╔══

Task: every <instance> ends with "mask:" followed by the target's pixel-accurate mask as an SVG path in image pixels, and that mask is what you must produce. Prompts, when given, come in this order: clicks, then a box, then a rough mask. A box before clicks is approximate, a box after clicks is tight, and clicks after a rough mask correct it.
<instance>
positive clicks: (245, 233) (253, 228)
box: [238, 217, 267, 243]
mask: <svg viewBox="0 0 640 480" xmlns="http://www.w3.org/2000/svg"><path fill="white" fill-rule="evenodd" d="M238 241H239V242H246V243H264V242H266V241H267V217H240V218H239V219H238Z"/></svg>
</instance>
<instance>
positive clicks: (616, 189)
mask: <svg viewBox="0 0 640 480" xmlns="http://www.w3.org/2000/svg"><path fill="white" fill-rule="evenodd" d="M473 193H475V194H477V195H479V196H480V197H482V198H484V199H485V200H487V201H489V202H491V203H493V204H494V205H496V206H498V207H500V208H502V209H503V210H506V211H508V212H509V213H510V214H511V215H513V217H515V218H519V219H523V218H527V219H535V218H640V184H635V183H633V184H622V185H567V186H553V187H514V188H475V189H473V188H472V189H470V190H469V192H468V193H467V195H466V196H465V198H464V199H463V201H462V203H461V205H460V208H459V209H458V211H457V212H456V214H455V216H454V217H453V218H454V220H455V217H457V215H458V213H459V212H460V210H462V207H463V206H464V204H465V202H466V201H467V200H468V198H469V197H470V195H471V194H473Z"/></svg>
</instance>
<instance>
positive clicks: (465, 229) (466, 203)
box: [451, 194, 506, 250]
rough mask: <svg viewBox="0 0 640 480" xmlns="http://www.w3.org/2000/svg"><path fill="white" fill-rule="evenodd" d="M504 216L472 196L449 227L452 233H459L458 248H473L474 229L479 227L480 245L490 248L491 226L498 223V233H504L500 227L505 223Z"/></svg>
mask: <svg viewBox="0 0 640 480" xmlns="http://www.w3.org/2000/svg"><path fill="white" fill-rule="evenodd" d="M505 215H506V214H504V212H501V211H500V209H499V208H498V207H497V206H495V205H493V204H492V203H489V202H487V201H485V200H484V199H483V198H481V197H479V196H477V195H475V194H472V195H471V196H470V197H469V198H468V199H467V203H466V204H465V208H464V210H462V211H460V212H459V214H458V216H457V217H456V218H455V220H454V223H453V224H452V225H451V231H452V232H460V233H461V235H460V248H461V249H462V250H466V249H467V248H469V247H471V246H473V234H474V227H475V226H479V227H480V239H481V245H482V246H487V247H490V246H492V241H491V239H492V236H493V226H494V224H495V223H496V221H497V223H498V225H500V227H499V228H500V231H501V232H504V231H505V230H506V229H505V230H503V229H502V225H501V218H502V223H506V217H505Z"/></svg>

╚══

=== Your objective ===
The line with "rough mask: <svg" and every line after it up to the end of the entries: output those exactly, and only those.

=== Solution for this problem ===
rough mask: <svg viewBox="0 0 640 480" xmlns="http://www.w3.org/2000/svg"><path fill="white" fill-rule="evenodd" d="M504 216L472 196L449 227L452 233H459L458 248H473L474 229L479 227L480 245L490 248L491 226L498 223V233H504L500 227L505 223Z"/></svg>
mask: <svg viewBox="0 0 640 480" xmlns="http://www.w3.org/2000/svg"><path fill="white" fill-rule="evenodd" d="M505 215H506V214H504V212H501V211H500V209H499V208H498V207H497V206H495V205H493V204H492V203H489V202H487V201H485V200H484V199H483V198H481V197H479V196H477V195H475V194H472V195H471V196H470V197H469V198H468V199H467V203H466V204H465V208H464V210H462V211H460V212H459V214H458V216H457V217H456V218H455V220H454V223H453V224H452V225H451V231H452V232H460V233H461V235H460V248H461V249H462V250H466V249H467V248H469V247H471V246H473V234H474V227H475V226H479V227H480V239H481V245H482V246H487V247H490V246H492V241H491V239H492V236H493V226H494V224H495V223H496V221H497V223H498V225H500V227H499V228H500V231H501V232H504V231H505V230H506V229H505V230H503V229H502V225H501V218H502V223H506V217H505Z"/></svg>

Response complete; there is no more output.